Set exercise:
Render every line of the rows below as a Markdown table with two columns, Number and Line, skipping blank lines. Leave the pictures out of the answer.

(Stored dataset items)
════════

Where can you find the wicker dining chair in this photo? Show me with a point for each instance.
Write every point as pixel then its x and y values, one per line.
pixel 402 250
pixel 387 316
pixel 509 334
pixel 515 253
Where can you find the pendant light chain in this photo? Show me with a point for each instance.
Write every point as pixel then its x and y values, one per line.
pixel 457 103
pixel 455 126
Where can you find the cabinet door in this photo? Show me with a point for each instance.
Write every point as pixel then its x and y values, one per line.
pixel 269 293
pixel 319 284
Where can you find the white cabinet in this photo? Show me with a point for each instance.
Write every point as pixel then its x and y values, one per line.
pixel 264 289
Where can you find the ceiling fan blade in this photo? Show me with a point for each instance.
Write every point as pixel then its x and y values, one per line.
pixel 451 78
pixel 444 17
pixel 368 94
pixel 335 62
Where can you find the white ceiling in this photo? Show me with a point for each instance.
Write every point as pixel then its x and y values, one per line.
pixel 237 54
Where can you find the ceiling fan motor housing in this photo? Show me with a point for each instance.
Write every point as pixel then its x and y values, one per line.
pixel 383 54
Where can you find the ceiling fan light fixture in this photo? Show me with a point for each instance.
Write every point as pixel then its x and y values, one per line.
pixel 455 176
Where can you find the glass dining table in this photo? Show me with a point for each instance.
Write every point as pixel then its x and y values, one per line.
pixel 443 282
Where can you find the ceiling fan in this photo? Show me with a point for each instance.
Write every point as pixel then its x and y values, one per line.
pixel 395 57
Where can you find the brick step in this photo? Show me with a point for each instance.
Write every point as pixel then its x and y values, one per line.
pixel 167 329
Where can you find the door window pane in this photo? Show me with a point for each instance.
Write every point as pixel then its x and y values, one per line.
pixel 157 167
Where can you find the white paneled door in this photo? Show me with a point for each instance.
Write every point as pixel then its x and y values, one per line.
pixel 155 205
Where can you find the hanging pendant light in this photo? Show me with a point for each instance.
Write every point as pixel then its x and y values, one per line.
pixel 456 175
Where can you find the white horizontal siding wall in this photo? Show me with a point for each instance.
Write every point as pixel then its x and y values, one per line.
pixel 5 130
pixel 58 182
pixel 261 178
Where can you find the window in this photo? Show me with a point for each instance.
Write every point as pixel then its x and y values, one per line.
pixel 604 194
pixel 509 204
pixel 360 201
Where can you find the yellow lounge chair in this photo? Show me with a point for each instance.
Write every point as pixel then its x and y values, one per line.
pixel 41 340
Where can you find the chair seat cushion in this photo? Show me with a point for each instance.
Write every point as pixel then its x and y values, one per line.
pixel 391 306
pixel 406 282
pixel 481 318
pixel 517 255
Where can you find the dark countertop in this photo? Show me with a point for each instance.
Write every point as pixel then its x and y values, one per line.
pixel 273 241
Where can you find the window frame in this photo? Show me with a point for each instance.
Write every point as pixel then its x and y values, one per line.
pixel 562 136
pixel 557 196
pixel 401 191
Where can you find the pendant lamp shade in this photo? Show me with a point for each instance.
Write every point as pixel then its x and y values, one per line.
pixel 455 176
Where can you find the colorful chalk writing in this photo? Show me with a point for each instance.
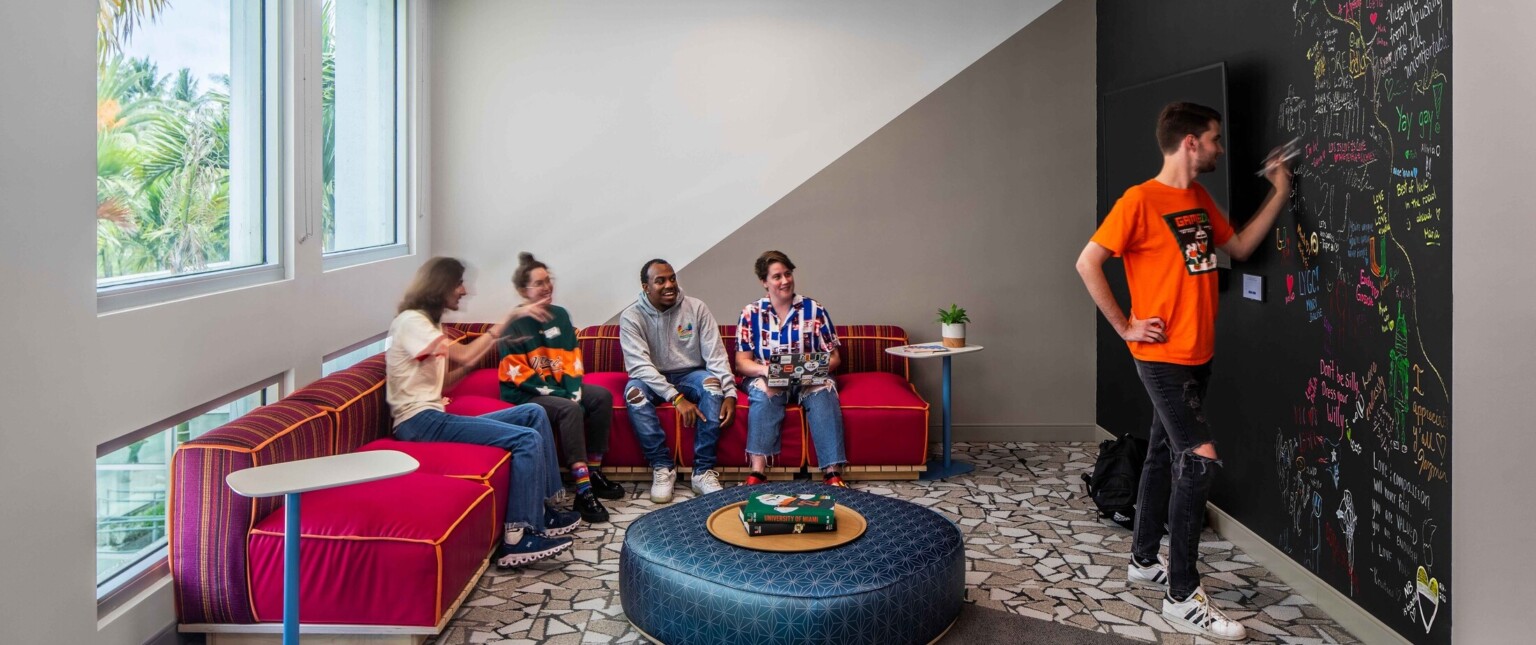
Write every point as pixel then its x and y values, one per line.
pixel 1369 430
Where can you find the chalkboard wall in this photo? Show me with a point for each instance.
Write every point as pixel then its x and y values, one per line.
pixel 1330 398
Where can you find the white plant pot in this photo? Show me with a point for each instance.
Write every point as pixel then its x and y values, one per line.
pixel 953 334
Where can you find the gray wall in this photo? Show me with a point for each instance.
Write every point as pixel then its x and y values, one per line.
pixel 980 194
pixel 1492 323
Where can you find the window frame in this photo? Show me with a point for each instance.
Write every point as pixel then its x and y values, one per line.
pixel 149 570
pixel 132 294
pixel 349 349
pixel 404 163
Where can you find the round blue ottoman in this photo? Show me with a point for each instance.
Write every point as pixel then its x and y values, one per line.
pixel 900 582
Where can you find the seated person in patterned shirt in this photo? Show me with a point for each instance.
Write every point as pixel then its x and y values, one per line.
pixel 541 363
pixel 787 323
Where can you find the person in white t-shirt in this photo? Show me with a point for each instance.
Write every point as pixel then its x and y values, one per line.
pixel 421 363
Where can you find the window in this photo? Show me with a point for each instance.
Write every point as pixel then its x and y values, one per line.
pixel 352 357
pixel 132 479
pixel 361 145
pixel 185 148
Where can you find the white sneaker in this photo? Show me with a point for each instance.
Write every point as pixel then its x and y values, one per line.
pixel 1155 575
pixel 707 482
pixel 662 481
pixel 1198 615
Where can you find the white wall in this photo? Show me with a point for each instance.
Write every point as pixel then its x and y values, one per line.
pixel 599 135
pixel 1492 323
pixel 76 380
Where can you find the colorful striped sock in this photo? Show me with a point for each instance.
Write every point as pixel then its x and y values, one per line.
pixel 582 479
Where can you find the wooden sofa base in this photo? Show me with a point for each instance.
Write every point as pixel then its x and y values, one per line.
pixel 271 633
pixel 318 639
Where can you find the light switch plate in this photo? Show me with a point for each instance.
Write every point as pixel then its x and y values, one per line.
pixel 1254 286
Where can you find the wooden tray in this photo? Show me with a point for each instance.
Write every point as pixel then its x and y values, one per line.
pixel 727 525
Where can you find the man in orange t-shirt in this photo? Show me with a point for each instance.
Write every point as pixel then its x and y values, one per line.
pixel 1168 231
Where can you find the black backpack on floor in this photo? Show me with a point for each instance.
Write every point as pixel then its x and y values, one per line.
pixel 1115 478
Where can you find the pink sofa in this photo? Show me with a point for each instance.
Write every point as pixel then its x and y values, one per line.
pixel 397 553
pixel 885 421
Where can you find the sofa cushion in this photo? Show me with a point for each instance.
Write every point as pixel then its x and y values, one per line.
pixel 357 400
pixel 484 464
pixel 476 383
pixel 731 450
pixel 393 552
pixel 885 423
pixel 209 521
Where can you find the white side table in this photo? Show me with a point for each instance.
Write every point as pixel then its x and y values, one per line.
pixel 945 469
pixel 298 476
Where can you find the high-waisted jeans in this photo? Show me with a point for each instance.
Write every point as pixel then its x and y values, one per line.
pixel 524 432
pixel 582 426
pixel 824 413
pixel 1175 482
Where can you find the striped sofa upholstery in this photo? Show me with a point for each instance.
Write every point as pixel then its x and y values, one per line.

════════

Expected answer:
| Number | Line |
|---|---|
| 1 | Where can you find the wicker dining chair in this photo? Show me with a point for each instance. |
| 2 | Write every point as pixel then its x and y values, one per line. |
| 3 | pixel 402 250 |
| 4 | pixel 387 316 |
| 5 | pixel 509 334 |
| 6 | pixel 515 253 |
| 7 | Where can you find the pendant light chain in this photo? Show me with a point for each instance. |
| 8 | Write every point as pixel then its x and y values, one per line. |
| 9 | pixel 457 103 |
| 10 | pixel 455 126 |
| 11 | Where can you find the cabinet door in this photo? Show me with a point for each instance. |
| 12 | Write every point as pixel then its x and y values, one per line. |
| 13 | pixel 269 293 |
| 14 | pixel 319 284 |
| 15 | Where can you find the white cabinet in this photo? Show me with a point for each instance. |
| 16 | Write every point as pixel then its x and y values, one per line. |
| 17 | pixel 264 289 |
| 18 | Where can you find the ceiling fan blade in this photo? Show me with a point for each instance. |
| 19 | Write every point as pixel then its x and y values, one per line. |
| 20 | pixel 451 78 |
| 21 | pixel 444 17 |
| 22 | pixel 368 94 |
| 23 | pixel 335 62 |
| 24 | Where can you find the white ceiling in this photo? Show me with a point for each instance. |
| 25 | Write every point as pixel then its x and y values, one per line. |
| 26 | pixel 237 54 |
| 27 | Where can you find the ceiling fan motor housing in this photo? Show me with a point for each instance. |
| 28 | Write every point as pixel then its x and y values, one per line. |
| 29 | pixel 383 54 |
| 30 | Where can you find the ceiling fan light fixture in this photo? Show me with a point for each instance. |
| 31 | Write every point as pixel then its x and y values, one per line. |
| 32 | pixel 455 176 |
| 33 | Where can you find the glass dining table in this photo? Show me with a point for each instance. |
| 34 | Write every point as pixel then its x and y values, one per line. |
| 35 | pixel 443 282 |
| 36 | Where can you find the ceiling fan in this photo? Show me with a point for each instance. |
| 37 | Write every point as pixel then its x and y values, one per line. |
| 38 | pixel 395 57 |
| 39 | Where can you find the brick step in this photo? Show me with a point for each instance. |
| 40 | Write every point as pixel then its x and y values, one per line. |
| 41 | pixel 167 329 |
| 42 | Where can you find the door window pane in this photo? Show me with a point for each instance. |
| 43 | Write every point as pixel then its x and y values, one per line. |
| 44 | pixel 157 167 |
| 45 | Where can you find the white paneled door in this photo? Show me with a point for each instance. |
| 46 | Write every point as pixel then its x and y values, one per line. |
| 47 | pixel 155 205 |
| 48 | Where can you find the hanging pendant light in this photo? Show me with a point for each instance. |
| 49 | Write every point as pixel then its x and y values, one per line. |
| 50 | pixel 456 175 |
| 51 | Where can you find the white horizontal siding wall in this photo? Show me with a point for each instance. |
| 52 | Write every point as pixel then its x and y values, one per line. |
| 53 | pixel 5 130 |
| 54 | pixel 58 182 |
| 55 | pixel 261 178 |
| 56 | Where can you find the window in this photo? Show me with a point for each instance. |
| 57 | Write every point as pixel then its x and y values, one per line. |
| 58 | pixel 604 194 |
| 59 | pixel 509 204 |
| 60 | pixel 360 201 |
| 61 | Where can you find the yellow lounge chair in this photo? Show me with a point for each instance. |
| 62 | Write every point as pixel then its x and y values, one per line. |
| 63 | pixel 41 340 |
| 64 | Where can you find the chair seat cushion in this photo? Show me with a point for each instance. |
| 65 | Write every point as pixel then its x and y values, one per line. |
| 66 | pixel 391 306 |
| 67 | pixel 406 282 |
| 68 | pixel 481 318 |
| 69 | pixel 517 255 |
| 70 | Where can you find the dark countertop in this photo? Show me with a point for each instance. |
| 71 | Write every point as pixel then its x and y values, one per line. |
| 72 | pixel 273 241 |
| 73 | Where can you find the window frame in this photo? Show me with a point for each instance. |
| 74 | Write every point as pixel then its x and y values, one per line. |
| 75 | pixel 562 136 |
| 76 | pixel 557 196 |
| 77 | pixel 401 191 |
| 78 | Where can you find the pendant lamp shade in this photo? Show me with a point for each instance. |
| 79 | Write every point as pixel then its x and y values, one per line. |
| 80 | pixel 455 176 |
| 81 | Where can you find the colorful chalk writing in this photo? Show me with a point for each instance. |
| 82 | Write every point as pixel then its x and y values, one per line. |
| 83 | pixel 1369 430 |
| 84 | Where can you find the chalkboard wall in this photo? Show me with a point for each instance. |
| 85 | Write every point as pixel then its x and y values, one per line. |
| 86 | pixel 1330 398 |
| 87 | Where can you find the white plant pot in this photo? Show me with a point for each instance. |
| 88 | Write every point as pixel then its x and y values, one per line. |
| 89 | pixel 953 334 |
| 90 | Where can you find the gray wall in this photo? Show me with a point for each instance. |
| 91 | Write every point as pixel then its x and y values, one per line. |
| 92 | pixel 980 194 |
| 93 | pixel 1492 323 |
| 94 | Where can you find the window frame in this photo? Show me with a point for each instance. |
| 95 | Write every point as pixel then its x and y values, one per line. |
| 96 | pixel 149 570 |
| 97 | pixel 132 294 |
| 98 | pixel 349 349 |
| 99 | pixel 404 163 |
| 100 | Where can you find the round blue ottoman in this photo? Show me with a point for each instance. |
| 101 | Write every point as pixel then its x and y values, one per line. |
| 102 | pixel 900 582 |
| 103 | Where can you find the seated person in patterned shirt in this photo? Show me with a point for each instance. |
| 104 | Write every point as pixel then its x and y values, one per line. |
| 105 | pixel 541 363 |
| 106 | pixel 787 323 |
| 107 | Where can you find the person in white t-shirt in this photo? Show me with a point for each instance. |
| 108 | Write every point as pixel then its x and y values, one per line. |
| 109 | pixel 421 363 |
| 110 | Where can you find the window in this photo? Show me with a point for each instance. |
| 111 | Write every point as pixel then its x and y values, one per line. |
| 112 | pixel 352 357 |
| 113 | pixel 132 479 |
| 114 | pixel 361 145 |
| 115 | pixel 185 148 |
| 116 | Where can you find the white sneaker in this photo? Show me with a point for each instance. |
| 117 | Write every point as pixel then its x and y values, one per line. |
| 118 | pixel 1155 575 |
| 119 | pixel 707 482 |
| 120 | pixel 662 481 |
| 121 | pixel 1198 615 |
| 122 | Where can you find the white wall in this photo? Show me with a point for each instance. |
| 123 | Write every point as pixel then its x and y values, one per line. |
| 124 | pixel 599 135 |
| 125 | pixel 1492 323 |
| 126 | pixel 76 380 |
| 127 | Where can you find the colorful striped sock in this photo? Show me with a point for each instance. |
| 128 | Write every point as pixel then its x and y values, one per line. |
| 129 | pixel 582 479 |
| 130 | Where can you find the wooden sofa base in this photo? Show me with a point for each instance. |
| 131 | Write every point as pixel then its x and y values, one per line. |
| 132 | pixel 271 633 |
| 133 | pixel 318 639 |
| 134 | Where can you find the light switch plate in this photo? Show me with a point for each instance. |
| 135 | Write every point as pixel then its x and y values, one per line. |
| 136 | pixel 1254 286 |
| 137 | Where can you find the wooden tray in this photo? Show me with a point for each instance. |
| 138 | Write every point as pixel then its x and y values, one per line. |
| 139 | pixel 727 525 |
| 140 | Where can you find the man in orange t-shirt in this photo? Show me with a point for each instance. |
| 141 | Write every point as pixel then its x and y values, one per line. |
| 142 | pixel 1168 231 |
| 143 | Where can you find the black backpack on floor in this photo? Show me with a point for each instance. |
| 144 | Write every point as pixel then its x and y values, one per line. |
| 145 | pixel 1115 478 |
| 146 | Where can you find the pink sofa in this photo? Show me with a point for each instance. |
| 147 | Write every point as pixel then its x and y values, one per line. |
| 148 | pixel 397 553 |
| 149 | pixel 885 421 |
| 150 | Where can you find the sofa cushion in this photo? Show me with a point for each instance. |
| 151 | Write every point as pixel then its x and y values, one per line. |
| 152 | pixel 357 400 |
| 153 | pixel 484 464 |
| 154 | pixel 476 383 |
| 155 | pixel 731 450 |
| 156 | pixel 393 552 |
| 157 | pixel 885 423 |
| 158 | pixel 209 521 |
| 159 | Where can you find the white side table in this photo? Show me with a point for each instance. |
| 160 | Write every point as pixel then its x and y values, one per line. |
| 161 | pixel 945 469 |
| 162 | pixel 298 476 |
| 163 | Where can you find the high-waisted jeans in this photo? Show me with a point for each instance. |
| 164 | Write every point as pixel then its x and y values, one per line. |
| 165 | pixel 524 432 |
| 166 | pixel 582 426 |
| 167 | pixel 824 413 |
| 168 | pixel 1175 482 |
| 169 | Where can you find the striped sofa upholstery in this photo? Show me with a point for each instance. |
| 170 | Write every point as pixel then its x and y values, one per line. |